:: YOUR OBJECTIVE ::
Convert the records, from the first line through the line containing "89;82;106;91", into a JSON list of strings with one string per line and no blank lines.
+ + + +
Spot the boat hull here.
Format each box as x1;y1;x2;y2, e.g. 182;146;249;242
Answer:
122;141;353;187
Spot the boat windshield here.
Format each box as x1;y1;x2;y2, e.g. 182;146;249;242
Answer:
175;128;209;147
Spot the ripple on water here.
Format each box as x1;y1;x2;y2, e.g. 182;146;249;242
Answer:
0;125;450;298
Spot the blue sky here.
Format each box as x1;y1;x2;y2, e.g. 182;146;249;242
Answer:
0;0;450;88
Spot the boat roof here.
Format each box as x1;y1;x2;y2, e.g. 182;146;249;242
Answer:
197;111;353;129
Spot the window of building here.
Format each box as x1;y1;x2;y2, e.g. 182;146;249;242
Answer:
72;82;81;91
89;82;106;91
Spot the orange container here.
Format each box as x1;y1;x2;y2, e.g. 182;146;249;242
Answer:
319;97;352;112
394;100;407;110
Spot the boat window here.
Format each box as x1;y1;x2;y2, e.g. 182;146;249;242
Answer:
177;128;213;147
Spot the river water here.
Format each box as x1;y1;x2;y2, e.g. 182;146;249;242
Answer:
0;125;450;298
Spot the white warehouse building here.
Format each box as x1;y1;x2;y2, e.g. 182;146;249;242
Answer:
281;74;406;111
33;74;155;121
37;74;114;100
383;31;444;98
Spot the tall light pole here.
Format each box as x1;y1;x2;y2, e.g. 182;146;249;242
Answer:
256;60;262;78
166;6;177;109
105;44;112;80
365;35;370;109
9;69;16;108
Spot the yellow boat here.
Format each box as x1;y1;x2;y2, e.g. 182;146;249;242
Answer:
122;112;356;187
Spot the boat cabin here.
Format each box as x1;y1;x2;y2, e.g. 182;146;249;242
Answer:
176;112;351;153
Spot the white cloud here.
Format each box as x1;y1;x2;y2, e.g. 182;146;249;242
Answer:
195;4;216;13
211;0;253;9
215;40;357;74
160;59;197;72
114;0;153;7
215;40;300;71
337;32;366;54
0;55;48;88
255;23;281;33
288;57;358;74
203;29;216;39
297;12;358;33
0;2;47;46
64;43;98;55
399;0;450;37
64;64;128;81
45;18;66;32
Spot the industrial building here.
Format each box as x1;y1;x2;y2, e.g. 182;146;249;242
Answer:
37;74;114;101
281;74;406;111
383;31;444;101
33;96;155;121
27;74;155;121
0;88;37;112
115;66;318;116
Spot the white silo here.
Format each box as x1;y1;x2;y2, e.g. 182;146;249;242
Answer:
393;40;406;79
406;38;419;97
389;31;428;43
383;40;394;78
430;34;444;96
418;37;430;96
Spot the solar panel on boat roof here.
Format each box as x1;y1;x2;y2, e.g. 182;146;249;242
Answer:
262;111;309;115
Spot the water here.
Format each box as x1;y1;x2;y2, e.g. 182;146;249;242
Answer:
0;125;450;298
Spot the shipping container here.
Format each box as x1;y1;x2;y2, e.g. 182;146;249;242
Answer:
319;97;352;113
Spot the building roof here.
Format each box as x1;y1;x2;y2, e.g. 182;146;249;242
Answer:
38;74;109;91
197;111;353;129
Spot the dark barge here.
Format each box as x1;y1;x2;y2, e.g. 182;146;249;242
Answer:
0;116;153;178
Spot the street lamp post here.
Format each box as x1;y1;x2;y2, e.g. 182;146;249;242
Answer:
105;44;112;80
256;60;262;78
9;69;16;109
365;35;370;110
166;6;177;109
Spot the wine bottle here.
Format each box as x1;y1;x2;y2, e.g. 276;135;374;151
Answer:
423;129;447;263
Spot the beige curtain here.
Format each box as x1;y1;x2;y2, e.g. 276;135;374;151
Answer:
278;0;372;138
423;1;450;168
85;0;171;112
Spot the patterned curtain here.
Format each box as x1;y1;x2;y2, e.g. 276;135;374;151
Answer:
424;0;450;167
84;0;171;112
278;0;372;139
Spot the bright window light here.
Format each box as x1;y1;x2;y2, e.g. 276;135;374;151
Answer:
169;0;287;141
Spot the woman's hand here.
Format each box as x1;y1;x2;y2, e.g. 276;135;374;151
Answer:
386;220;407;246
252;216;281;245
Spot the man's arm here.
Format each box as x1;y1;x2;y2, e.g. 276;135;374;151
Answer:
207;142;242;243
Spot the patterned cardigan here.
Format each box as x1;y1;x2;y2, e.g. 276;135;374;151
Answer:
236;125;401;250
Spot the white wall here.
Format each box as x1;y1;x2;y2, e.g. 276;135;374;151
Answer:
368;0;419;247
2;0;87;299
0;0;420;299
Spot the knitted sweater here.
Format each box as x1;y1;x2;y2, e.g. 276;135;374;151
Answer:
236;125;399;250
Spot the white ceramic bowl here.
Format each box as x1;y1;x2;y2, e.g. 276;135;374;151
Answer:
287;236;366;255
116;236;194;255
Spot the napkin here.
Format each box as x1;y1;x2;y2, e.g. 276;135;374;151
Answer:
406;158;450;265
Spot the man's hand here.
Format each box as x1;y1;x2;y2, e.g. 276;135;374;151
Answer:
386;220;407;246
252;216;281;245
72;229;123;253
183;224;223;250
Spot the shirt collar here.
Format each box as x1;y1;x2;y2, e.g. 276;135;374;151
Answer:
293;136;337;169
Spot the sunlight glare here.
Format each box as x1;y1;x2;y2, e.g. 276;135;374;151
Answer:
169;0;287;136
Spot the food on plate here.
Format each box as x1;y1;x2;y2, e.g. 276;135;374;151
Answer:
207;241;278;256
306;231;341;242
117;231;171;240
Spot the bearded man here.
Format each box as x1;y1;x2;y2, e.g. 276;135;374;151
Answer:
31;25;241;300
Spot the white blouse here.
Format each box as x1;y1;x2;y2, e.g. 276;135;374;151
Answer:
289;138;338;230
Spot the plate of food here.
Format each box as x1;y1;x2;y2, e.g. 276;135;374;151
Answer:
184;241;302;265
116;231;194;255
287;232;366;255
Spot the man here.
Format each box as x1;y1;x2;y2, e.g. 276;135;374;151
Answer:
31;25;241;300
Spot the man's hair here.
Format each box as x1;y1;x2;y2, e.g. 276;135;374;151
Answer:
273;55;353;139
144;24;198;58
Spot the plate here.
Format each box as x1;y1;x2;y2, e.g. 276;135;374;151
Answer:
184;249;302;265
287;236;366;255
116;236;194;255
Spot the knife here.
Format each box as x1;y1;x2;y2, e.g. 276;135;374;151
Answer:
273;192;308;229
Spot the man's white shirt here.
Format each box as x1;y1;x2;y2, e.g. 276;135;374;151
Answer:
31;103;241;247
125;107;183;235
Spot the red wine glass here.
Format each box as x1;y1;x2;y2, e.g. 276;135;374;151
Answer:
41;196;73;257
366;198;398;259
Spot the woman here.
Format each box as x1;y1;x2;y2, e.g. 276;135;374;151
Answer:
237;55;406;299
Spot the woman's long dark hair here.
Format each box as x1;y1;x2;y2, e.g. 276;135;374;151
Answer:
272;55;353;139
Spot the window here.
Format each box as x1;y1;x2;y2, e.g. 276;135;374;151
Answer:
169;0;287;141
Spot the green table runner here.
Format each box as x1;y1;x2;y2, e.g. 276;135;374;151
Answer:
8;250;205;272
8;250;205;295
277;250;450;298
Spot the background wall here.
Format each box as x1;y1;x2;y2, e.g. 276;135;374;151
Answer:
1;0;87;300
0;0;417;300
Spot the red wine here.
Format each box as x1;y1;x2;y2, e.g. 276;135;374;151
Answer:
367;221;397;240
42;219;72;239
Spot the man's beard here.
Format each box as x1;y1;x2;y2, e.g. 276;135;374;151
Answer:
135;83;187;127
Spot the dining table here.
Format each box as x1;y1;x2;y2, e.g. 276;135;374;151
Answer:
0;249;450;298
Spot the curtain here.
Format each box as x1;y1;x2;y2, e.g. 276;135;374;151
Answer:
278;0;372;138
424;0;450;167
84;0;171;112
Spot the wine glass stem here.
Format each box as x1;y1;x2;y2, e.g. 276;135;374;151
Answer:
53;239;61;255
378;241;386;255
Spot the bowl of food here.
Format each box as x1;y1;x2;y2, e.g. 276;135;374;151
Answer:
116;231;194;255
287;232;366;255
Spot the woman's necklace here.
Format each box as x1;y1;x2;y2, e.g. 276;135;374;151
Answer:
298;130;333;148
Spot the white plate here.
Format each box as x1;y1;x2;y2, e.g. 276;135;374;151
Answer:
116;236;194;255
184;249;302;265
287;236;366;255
+ + + +
:: THE REPLY ::
[
  "Spot the boat hull here.",
  "Format each box as x1;y1;x2;y2, e.g. 182;146;249;242",
  "Answer:",
  "122;141;353;187",
  "Spot the boat windshield here.",
  "Format each box as x1;y1;x2;y2, e.g. 182;146;249;242",
  "Answer:",
  "175;128;209;147",
  "Spot the ripple on water here.",
  "Format each box as x1;y1;x2;y2, e.g. 182;146;249;242",
  "Answer:",
  "0;125;450;298",
  "Spot the blue sky here.",
  "Format each box as x1;y1;x2;y2, e.g. 182;146;249;242",
  "Answer:",
  "0;0;450;88",
  "Spot the boat roof here.",
  "Format each box as x1;y1;x2;y2, e.g. 182;146;249;242",
  "Answer:",
  "197;111;353;129",
  "Spot the window of building here.",
  "Format each box as x1;y1;x2;y2, e.g. 182;146;249;242",
  "Answer:",
  "72;82;81;91",
  "89;82;106;91"
]